INSTRUCTION: Leaving out every picture, quote the data below exactly as it appears.

DATA LINES:

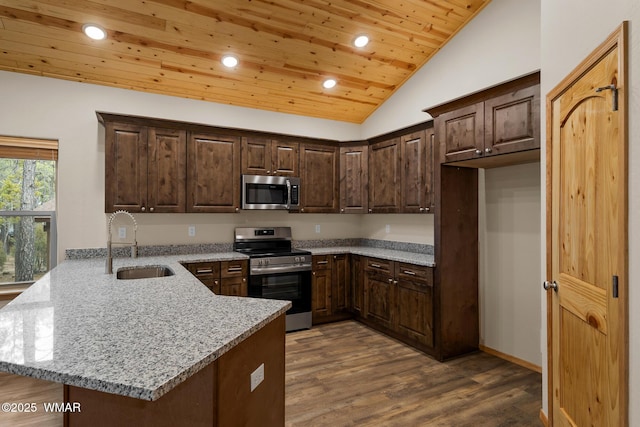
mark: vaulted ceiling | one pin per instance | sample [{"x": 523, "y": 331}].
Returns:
[{"x": 285, "y": 48}]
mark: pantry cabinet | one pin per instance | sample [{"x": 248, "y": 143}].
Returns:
[
  {"x": 268, "y": 156},
  {"x": 145, "y": 168}
]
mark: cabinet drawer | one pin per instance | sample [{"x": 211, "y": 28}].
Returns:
[
  {"x": 233, "y": 269},
  {"x": 416, "y": 273},
  {"x": 321, "y": 262},
  {"x": 381, "y": 265}
]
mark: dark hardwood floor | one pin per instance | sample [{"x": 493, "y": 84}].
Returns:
[{"x": 345, "y": 374}]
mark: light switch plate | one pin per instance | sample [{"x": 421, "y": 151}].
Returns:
[{"x": 257, "y": 377}]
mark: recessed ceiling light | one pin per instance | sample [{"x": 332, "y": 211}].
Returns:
[
  {"x": 94, "y": 31},
  {"x": 229, "y": 61},
  {"x": 329, "y": 83},
  {"x": 361, "y": 41}
]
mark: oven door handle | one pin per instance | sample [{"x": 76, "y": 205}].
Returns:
[{"x": 261, "y": 271}]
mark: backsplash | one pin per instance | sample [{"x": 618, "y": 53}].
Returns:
[{"x": 159, "y": 250}]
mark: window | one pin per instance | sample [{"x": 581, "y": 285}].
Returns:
[{"x": 27, "y": 209}]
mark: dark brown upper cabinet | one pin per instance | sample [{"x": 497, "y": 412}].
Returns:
[
  {"x": 495, "y": 127},
  {"x": 354, "y": 179},
  {"x": 319, "y": 178},
  {"x": 416, "y": 151},
  {"x": 145, "y": 168},
  {"x": 385, "y": 172},
  {"x": 213, "y": 181},
  {"x": 266, "y": 156}
]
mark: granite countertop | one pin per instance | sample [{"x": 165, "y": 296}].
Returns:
[
  {"x": 424, "y": 259},
  {"x": 138, "y": 338}
]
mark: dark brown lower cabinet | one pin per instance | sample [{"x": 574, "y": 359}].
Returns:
[
  {"x": 399, "y": 300},
  {"x": 222, "y": 278},
  {"x": 330, "y": 288}
]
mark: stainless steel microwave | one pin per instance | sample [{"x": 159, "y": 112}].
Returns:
[{"x": 270, "y": 192}]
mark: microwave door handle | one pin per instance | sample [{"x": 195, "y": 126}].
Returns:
[{"x": 288, "y": 194}]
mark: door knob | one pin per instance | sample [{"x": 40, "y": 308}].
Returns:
[{"x": 550, "y": 285}]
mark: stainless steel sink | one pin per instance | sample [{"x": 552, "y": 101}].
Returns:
[{"x": 143, "y": 272}]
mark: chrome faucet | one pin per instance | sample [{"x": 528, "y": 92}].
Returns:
[{"x": 134, "y": 245}]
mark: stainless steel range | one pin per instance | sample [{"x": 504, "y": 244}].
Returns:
[{"x": 277, "y": 271}]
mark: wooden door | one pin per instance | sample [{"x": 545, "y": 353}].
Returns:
[
  {"x": 512, "y": 122},
  {"x": 167, "y": 170},
  {"x": 461, "y": 133},
  {"x": 415, "y": 303},
  {"x": 125, "y": 167},
  {"x": 587, "y": 247},
  {"x": 319, "y": 179},
  {"x": 284, "y": 158},
  {"x": 320, "y": 294},
  {"x": 213, "y": 173},
  {"x": 385, "y": 176},
  {"x": 417, "y": 171},
  {"x": 256, "y": 156},
  {"x": 354, "y": 179},
  {"x": 379, "y": 298},
  {"x": 340, "y": 290}
]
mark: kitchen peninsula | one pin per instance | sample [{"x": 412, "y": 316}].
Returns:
[{"x": 159, "y": 351}]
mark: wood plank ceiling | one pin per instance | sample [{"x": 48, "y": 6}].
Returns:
[{"x": 286, "y": 48}]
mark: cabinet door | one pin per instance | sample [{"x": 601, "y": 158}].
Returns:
[
  {"x": 125, "y": 167},
  {"x": 512, "y": 122},
  {"x": 167, "y": 170},
  {"x": 284, "y": 158},
  {"x": 415, "y": 303},
  {"x": 357, "y": 285},
  {"x": 379, "y": 298},
  {"x": 417, "y": 171},
  {"x": 460, "y": 133},
  {"x": 235, "y": 286},
  {"x": 385, "y": 177},
  {"x": 213, "y": 177},
  {"x": 319, "y": 179},
  {"x": 340, "y": 289},
  {"x": 320, "y": 294},
  {"x": 354, "y": 179},
  {"x": 256, "y": 156}
]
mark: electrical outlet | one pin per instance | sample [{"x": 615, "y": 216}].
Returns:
[{"x": 257, "y": 377}]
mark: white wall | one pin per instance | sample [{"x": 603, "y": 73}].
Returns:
[
  {"x": 509, "y": 232},
  {"x": 500, "y": 44},
  {"x": 571, "y": 30}
]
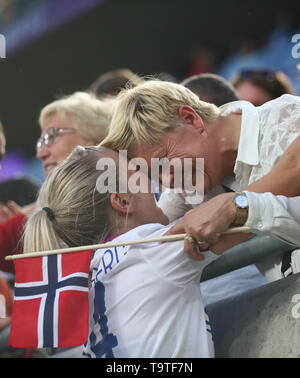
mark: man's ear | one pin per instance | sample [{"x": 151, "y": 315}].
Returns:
[
  {"x": 189, "y": 116},
  {"x": 121, "y": 203}
]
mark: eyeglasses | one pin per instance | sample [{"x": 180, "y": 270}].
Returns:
[{"x": 49, "y": 137}]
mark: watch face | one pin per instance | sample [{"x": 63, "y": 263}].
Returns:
[{"x": 241, "y": 201}]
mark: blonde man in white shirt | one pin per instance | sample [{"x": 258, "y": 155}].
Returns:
[{"x": 241, "y": 144}]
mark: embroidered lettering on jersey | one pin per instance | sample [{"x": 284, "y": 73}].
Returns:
[{"x": 110, "y": 258}]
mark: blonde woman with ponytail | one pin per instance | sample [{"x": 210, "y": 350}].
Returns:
[{"x": 145, "y": 299}]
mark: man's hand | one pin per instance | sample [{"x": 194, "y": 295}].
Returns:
[{"x": 206, "y": 222}]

RESULT BELOW:
mark: vaulted ceiling | one pin per instance | sample [{"x": 523, "y": 331}].
Returns:
[{"x": 285, "y": 48}]
mark: pantry cabinet | one pin per instance | sample [{"x": 248, "y": 143}].
Returns:
[
  {"x": 268, "y": 156},
  {"x": 145, "y": 168}
]
mark: cabinet drawer | one pin per instance | sample [{"x": 211, "y": 28}].
Returns:
[
  {"x": 233, "y": 269},
  {"x": 416, "y": 273},
  {"x": 321, "y": 262},
  {"x": 381, "y": 265}
]
mark: dark hardwood floor | one pin per instance | sample [{"x": 493, "y": 84}].
Returns:
[{"x": 345, "y": 374}]
mark: light switch plate | one pin per instance | sample [{"x": 421, "y": 151}].
Returns:
[{"x": 257, "y": 377}]
mark: recessed ceiling light | one pin per instance | sample [{"x": 332, "y": 211}].
Returns:
[
  {"x": 94, "y": 31},
  {"x": 229, "y": 61},
  {"x": 329, "y": 83},
  {"x": 361, "y": 41}
]
mark: oven door handle | one pin per instance | sample [{"x": 76, "y": 205}].
Returns:
[{"x": 261, "y": 271}]
mark: backsplash | one pin per instance | sample [{"x": 618, "y": 53}].
Returns:
[{"x": 159, "y": 250}]
mark: window | one pin per instance | sample [{"x": 581, "y": 285}].
Returns:
[{"x": 27, "y": 209}]
mark: dark brown upper cabinet | one pin per instance | sample [{"x": 497, "y": 412}].
Returns:
[
  {"x": 495, "y": 127},
  {"x": 354, "y": 179},
  {"x": 319, "y": 178},
  {"x": 416, "y": 151},
  {"x": 145, "y": 168},
  {"x": 385, "y": 172},
  {"x": 213, "y": 181},
  {"x": 266, "y": 156}
]
mark: granite countertop | one pin per instance | sample [{"x": 165, "y": 296}].
Returns:
[
  {"x": 424, "y": 259},
  {"x": 138, "y": 338}
]
mark: dark brown lower cabinet | one pin per instance | sample [{"x": 574, "y": 359}].
Returns:
[
  {"x": 399, "y": 300},
  {"x": 222, "y": 278},
  {"x": 330, "y": 288}
]
mark: stainless steel microwave | one pin per instance | sample [{"x": 159, "y": 112}].
Returns:
[{"x": 270, "y": 192}]
mark: microwave door handle | one pin per instance | sample [{"x": 195, "y": 126}].
Returns:
[{"x": 288, "y": 194}]
mark: door knob | one pin per instance | sample [{"x": 40, "y": 308}].
Returns:
[{"x": 550, "y": 285}]
mark: stainless steel sink | one pin per instance | sample [{"x": 552, "y": 101}].
Returns:
[{"x": 143, "y": 272}]
mark: chrome faucet | one pin per instance | sample [{"x": 528, "y": 92}].
Returns:
[{"x": 134, "y": 245}]
mark: stainless steel range | one pin per instance | sample [{"x": 504, "y": 244}].
Returns:
[{"x": 277, "y": 271}]
mark: wooden door | one pin per instance | sample [{"x": 545, "y": 353}].
Returns:
[
  {"x": 512, "y": 122},
  {"x": 167, "y": 170},
  {"x": 461, "y": 133},
  {"x": 415, "y": 303},
  {"x": 125, "y": 167},
  {"x": 587, "y": 247},
  {"x": 319, "y": 179},
  {"x": 284, "y": 158},
  {"x": 320, "y": 294},
  {"x": 213, "y": 173},
  {"x": 385, "y": 176},
  {"x": 417, "y": 171},
  {"x": 256, "y": 156},
  {"x": 354, "y": 179},
  {"x": 379, "y": 298},
  {"x": 340, "y": 290}
]
mark: kitchen peninsula | one pin per instance | sample [{"x": 412, "y": 316}].
Returns:
[{"x": 159, "y": 351}]
mark: wood plank ceiling | one pin per instance | sample [{"x": 48, "y": 6}].
Returns:
[{"x": 286, "y": 48}]
mark: cabinet door | one pin per instance | sample [{"x": 601, "y": 158}].
Returns:
[
  {"x": 125, "y": 167},
  {"x": 512, "y": 122},
  {"x": 167, "y": 170},
  {"x": 284, "y": 158},
  {"x": 415, "y": 303},
  {"x": 357, "y": 285},
  {"x": 379, "y": 298},
  {"x": 417, "y": 171},
  {"x": 460, "y": 133},
  {"x": 235, "y": 286},
  {"x": 385, "y": 177},
  {"x": 213, "y": 177},
  {"x": 319, "y": 179},
  {"x": 340, "y": 289},
  {"x": 320, "y": 294},
  {"x": 354, "y": 179},
  {"x": 256, "y": 156}
]
mark: electrical outlet | one pin per instance | sample [{"x": 615, "y": 216}].
Returns:
[{"x": 257, "y": 377}]
mark: white wall | one pin per instance | sample [{"x": 603, "y": 73}].
Returns:
[
  {"x": 509, "y": 232},
  {"x": 500, "y": 44},
  {"x": 571, "y": 30}
]
mark: man's ear | one pin per instance | sample [{"x": 151, "y": 315}].
Returns:
[
  {"x": 189, "y": 116},
  {"x": 121, "y": 203}
]
mark: eyeglasses | one pin per instance | sample [{"x": 180, "y": 270}].
Returns:
[{"x": 49, "y": 137}]
mark: watch face | one pin per instance | sample [{"x": 63, "y": 263}].
Returns:
[{"x": 241, "y": 201}]
mark: blonde man in white shirt | one pin per instance | sample [{"x": 258, "y": 155}].
Returns:
[{"x": 241, "y": 144}]
mark: embroidered lettering on jersey | one pin per instance | sample [{"x": 284, "y": 73}].
Returns:
[{"x": 110, "y": 258}]
mark: blonde woman with ponytail | one pin per instance | sample [{"x": 210, "y": 350}].
Returns:
[{"x": 145, "y": 299}]
mark: man's hand | one pin per instance | sample [{"x": 194, "y": 295}].
Returns:
[{"x": 206, "y": 222}]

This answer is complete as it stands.